Reproduce each entry below verbatim.

╔══

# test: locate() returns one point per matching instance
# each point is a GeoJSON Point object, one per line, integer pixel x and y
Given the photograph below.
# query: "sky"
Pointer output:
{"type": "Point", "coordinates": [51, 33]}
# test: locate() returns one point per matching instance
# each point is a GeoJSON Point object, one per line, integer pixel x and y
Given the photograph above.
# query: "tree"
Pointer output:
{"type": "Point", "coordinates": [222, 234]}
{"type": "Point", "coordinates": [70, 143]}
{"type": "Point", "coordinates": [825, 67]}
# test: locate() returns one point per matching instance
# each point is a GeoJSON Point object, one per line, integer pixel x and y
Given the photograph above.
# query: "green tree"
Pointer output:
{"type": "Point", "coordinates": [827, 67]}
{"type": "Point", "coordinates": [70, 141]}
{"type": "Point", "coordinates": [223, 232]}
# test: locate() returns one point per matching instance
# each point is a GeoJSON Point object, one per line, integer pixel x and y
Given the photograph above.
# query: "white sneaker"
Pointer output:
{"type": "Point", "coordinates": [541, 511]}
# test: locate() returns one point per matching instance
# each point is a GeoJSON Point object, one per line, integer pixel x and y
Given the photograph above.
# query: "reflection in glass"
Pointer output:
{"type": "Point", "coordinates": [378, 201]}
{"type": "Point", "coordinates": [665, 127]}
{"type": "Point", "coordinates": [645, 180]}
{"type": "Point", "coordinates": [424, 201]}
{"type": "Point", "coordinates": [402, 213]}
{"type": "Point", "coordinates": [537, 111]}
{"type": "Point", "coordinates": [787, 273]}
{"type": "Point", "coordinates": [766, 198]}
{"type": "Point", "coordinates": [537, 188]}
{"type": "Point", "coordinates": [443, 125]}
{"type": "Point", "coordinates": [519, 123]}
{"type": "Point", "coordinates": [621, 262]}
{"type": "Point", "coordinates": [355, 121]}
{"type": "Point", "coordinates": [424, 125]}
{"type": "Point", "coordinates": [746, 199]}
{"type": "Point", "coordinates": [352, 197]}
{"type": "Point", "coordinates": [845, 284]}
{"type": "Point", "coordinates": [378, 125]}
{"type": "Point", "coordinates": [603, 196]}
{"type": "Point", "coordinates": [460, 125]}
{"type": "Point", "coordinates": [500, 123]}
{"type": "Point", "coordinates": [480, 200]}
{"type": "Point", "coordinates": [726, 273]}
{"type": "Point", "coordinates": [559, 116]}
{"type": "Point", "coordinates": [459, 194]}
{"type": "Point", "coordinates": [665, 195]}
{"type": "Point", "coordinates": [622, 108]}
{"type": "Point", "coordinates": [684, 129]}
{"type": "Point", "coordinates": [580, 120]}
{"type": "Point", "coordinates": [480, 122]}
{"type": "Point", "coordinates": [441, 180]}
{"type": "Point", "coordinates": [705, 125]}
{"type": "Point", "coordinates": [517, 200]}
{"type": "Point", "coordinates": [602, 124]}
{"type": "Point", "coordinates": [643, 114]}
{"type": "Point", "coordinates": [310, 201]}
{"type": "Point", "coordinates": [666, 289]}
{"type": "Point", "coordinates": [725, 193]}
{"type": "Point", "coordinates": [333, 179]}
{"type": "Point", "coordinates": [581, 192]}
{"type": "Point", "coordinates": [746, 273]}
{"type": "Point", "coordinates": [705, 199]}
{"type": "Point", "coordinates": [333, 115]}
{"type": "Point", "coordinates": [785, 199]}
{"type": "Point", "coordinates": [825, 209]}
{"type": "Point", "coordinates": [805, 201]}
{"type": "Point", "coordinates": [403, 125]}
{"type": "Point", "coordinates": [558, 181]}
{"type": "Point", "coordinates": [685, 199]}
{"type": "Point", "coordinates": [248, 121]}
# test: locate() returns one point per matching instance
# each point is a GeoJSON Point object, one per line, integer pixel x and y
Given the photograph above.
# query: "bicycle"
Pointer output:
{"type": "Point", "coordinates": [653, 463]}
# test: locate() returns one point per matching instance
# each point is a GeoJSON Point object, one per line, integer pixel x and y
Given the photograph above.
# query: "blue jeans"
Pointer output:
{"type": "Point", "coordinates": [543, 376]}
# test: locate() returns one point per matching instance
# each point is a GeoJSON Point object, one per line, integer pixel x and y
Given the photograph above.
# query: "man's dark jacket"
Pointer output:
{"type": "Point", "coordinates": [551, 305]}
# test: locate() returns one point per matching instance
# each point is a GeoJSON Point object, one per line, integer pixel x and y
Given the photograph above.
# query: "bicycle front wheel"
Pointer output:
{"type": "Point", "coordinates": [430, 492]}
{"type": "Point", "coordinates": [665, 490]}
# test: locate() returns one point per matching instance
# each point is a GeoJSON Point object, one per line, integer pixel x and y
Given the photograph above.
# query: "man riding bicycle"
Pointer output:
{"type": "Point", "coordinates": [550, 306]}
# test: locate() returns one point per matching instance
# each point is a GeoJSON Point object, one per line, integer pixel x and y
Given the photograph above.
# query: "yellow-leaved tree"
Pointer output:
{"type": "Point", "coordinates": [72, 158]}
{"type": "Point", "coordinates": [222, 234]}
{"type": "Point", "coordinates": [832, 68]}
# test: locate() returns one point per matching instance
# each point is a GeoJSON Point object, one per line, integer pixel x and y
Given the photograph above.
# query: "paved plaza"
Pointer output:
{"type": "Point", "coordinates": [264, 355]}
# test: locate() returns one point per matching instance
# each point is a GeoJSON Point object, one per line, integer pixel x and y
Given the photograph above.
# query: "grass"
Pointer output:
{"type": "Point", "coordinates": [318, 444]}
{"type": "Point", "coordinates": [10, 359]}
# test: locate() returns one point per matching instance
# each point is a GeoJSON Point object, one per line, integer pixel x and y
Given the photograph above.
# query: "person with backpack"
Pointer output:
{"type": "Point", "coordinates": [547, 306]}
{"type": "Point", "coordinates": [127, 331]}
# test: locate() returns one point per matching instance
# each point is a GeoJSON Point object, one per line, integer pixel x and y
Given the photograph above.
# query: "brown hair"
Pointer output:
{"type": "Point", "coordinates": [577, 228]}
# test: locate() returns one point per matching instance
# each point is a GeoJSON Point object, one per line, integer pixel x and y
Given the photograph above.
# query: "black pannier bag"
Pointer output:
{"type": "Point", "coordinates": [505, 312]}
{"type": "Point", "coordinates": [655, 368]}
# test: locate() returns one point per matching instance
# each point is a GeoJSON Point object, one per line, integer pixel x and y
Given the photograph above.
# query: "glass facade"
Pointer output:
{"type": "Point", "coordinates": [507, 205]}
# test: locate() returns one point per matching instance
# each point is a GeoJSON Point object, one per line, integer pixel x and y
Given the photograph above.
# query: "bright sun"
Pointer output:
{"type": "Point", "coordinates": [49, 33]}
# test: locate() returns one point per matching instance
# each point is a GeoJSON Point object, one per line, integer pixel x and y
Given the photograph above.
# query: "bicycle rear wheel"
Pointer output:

╚══

RESULT OF THIS TASK
# test: locate() returns one point per matching instance
# each point is a GeoJSON Point object, one per line, integer pixel x and y
Given the photograph below.
# query: "sky"
Pointer output:
{"type": "Point", "coordinates": [51, 33]}
# test: locate() returns one point per matching instance
# each point is a GeoJSON Point object, one per line, integer pixel x and y
Given the photograph above.
# query: "tree"
Pointer output:
{"type": "Point", "coordinates": [222, 234]}
{"type": "Point", "coordinates": [70, 143]}
{"type": "Point", "coordinates": [825, 67]}
# test: locate() returns one point per matching instance
# each point is a GeoJSON Point object, one per line, integer pixel x and y
Given the photograph above.
# query: "green tree"
Pointer output:
{"type": "Point", "coordinates": [827, 67]}
{"type": "Point", "coordinates": [70, 141]}
{"type": "Point", "coordinates": [223, 232]}
# test: locate() returns one point per matching instance
# each point is a GeoJSON Point object, one per line, integer pixel x and y
Given the photograph above.
# query: "white sneaker"
Pointer output:
{"type": "Point", "coordinates": [541, 511]}
# test: locate() returns one point per matching instance
# each point is a GeoJSON Point object, one per line, integer pixel x and y
Given the photograph above.
# query: "reflection in glass"
Pointer output:
{"type": "Point", "coordinates": [378, 201]}
{"type": "Point", "coordinates": [665, 127]}
{"type": "Point", "coordinates": [645, 180]}
{"type": "Point", "coordinates": [424, 201]}
{"type": "Point", "coordinates": [402, 213]}
{"type": "Point", "coordinates": [537, 111]}
{"type": "Point", "coordinates": [787, 273]}
{"type": "Point", "coordinates": [766, 198]}
{"type": "Point", "coordinates": [537, 188]}
{"type": "Point", "coordinates": [443, 125]}
{"type": "Point", "coordinates": [519, 123]}
{"type": "Point", "coordinates": [621, 262]}
{"type": "Point", "coordinates": [355, 121]}
{"type": "Point", "coordinates": [424, 125]}
{"type": "Point", "coordinates": [746, 199]}
{"type": "Point", "coordinates": [352, 197]}
{"type": "Point", "coordinates": [845, 284]}
{"type": "Point", "coordinates": [378, 125]}
{"type": "Point", "coordinates": [603, 196]}
{"type": "Point", "coordinates": [460, 125]}
{"type": "Point", "coordinates": [500, 123]}
{"type": "Point", "coordinates": [480, 200]}
{"type": "Point", "coordinates": [726, 273]}
{"type": "Point", "coordinates": [559, 116]}
{"type": "Point", "coordinates": [459, 194]}
{"type": "Point", "coordinates": [665, 195]}
{"type": "Point", "coordinates": [622, 108]}
{"type": "Point", "coordinates": [684, 129]}
{"type": "Point", "coordinates": [580, 120]}
{"type": "Point", "coordinates": [480, 122]}
{"type": "Point", "coordinates": [441, 180]}
{"type": "Point", "coordinates": [705, 125]}
{"type": "Point", "coordinates": [517, 200]}
{"type": "Point", "coordinates": [602, 124]}
{"type": "Point", "coordinates": [643, 114]}
{"type": "Point", "coordinates": [310, 201]}
{"type": "Point", "coordinates": [666, 289]}
{"type": "Point", "coordinates": [725, 193]}
{"type": "Point", "coordinates": [333, 179]}
{"type": "Point", "coordinates": [581, 192]}
{"type": "Point", "coordinates": [746, 273]}
{"type": "Point", "coordinates": [705, 199]}
{"type": "Point", "coordinates": [333, 115]}
{"type": "Point", "coordinates": [785, 199]}
{"type": "Point", "coordinates": [825, 209]}
{"type": "Point", "coordinates": [805, 201]}
{"type": "Point", "coordinates": [403, 125]}
{"type": "Point", "coordinates": [558, 181]}
{"type": "Point", "coordinates": [685, 199]}
{"type": "Point", "coordinates": [248, 121]}
# test: locate() returns one point per matching instance
# each point is a GeoJSON Point object, one per line, integer pixel x and y
Given the photograph above.
# query: "bicycle"
Pointer output:
{"type": "Point", "coordinates": [653, 463]}
# test: locate() returns one point per matching instance
# each point is a GeoJSON Point object, one per line, integer pixel x and y
Given the photograph above.
# query: "blue jeans"
Pointer output:
{"type": "Point", "coordinates": [543, 376]}
# test: locate() returns one point per matching instance
# each point is a GeoJSON Point object, one per line, integer pixel x and y
Given the photograph above.
# query: "man's dark jacket"
Pointer output:
{"type": "Point", "coordinates": [551, 305]}
# test: locate() returns one point per matching instance
# each point is a GeoJSON Point object, one per line, integer pixel x and y
Given the photograph above.
# query: "bicycle front wheel"
Pointer output:
{"type": "Point", "coordinates": [430, 492]}
{"type": "Point", "coordinates": [665, 490]}
# test: locate() returns one point per matching instance
# each point is a GeoJSON Point object, one per line, integer pixel x and y
Given the photograph above.
# query: "man riding bicycle"
Pointer output:
{"type": "Point", "coordinates": [550, 306]}
# test: locate() returns one point per matching instance
# each point is a GeoJSON Point object, one per line, integer pixel x and y
Given the photograph above.
# query: "yellow-leaved tree"
Pointer output:
{"type": "Point", "coordinates": [72, 158]}
{"type": "Point", "coordinates": [222, 234]}
{"type": "Point", "coordinates": [832, 68]}
# test: locate() returns one point per matching instance
# each point is a GeoJSON Point object, one per line, integer pixel x and y
Given the photograph above.
# query: "paved plaza"
Pointer output:
{"type": "Point", "coordinates": [264, 355]}
# test: locate() returns one point per matching instance
# each point is a GeoJSON Point object, one per line, integer pixel x and y
Given the photograph above.
# query: "grass"
Pointer output:
{"type": "Point", "coordinates": [318, 444]}
{"type": "Point", "coordinates": [10, 359]}
# test: locate() returns one point per matching instance
# each point is a GeoJSON Point object, one per line, integer pixel x and y
Given the photograph above.
# query: "person with backpack"
Pointer output:
{"type": "Point", "coordinates": [547, 306]}
{"type": "Point", "coordinates": [127, 331]}
# test: locate() returns one point per matching instance
# each point is a GeoJSON Point object, one per line, integer pixel x and y
Given the photograph above.
# query: "brown hair"
Pointer output:
{"type": "Point", "coordinates": [577, 228]}
# test: locate() returns one point per matching instance
# each point is a GeoJSON Point object, one per line, integer pixel x and y
Given the photograph above.
# query: "black pannier bag"
Pointer output:
{"type": "Point", "coordinates": [505, 312]}
{"type": "Point", "coordinates": [655, 368]}
# test: locate() returns one point per matching instance
# each point is a GeoJSON Point object, one per line, integer pixel x and y
Given the photograph above.
# query: "glass facade"
Pointer output:
{"type": "Point", "coordinates": [507, 205]}
# test: locate() returns one point per matching instance
# each point is a GeoJSON Point object, one per line, integer pixel x and y
Given the photograph above.
# query: "bright sun"
Pointer output:
{"type": "Point", "coordinates": [49, 33]}
# test: locate() returns one point per matching instance
# each point is a GeoJSON Point object, one per line, integer pixel x and y
Given the photograph above.
# query: "bicycle rear wheel"
Pointer output:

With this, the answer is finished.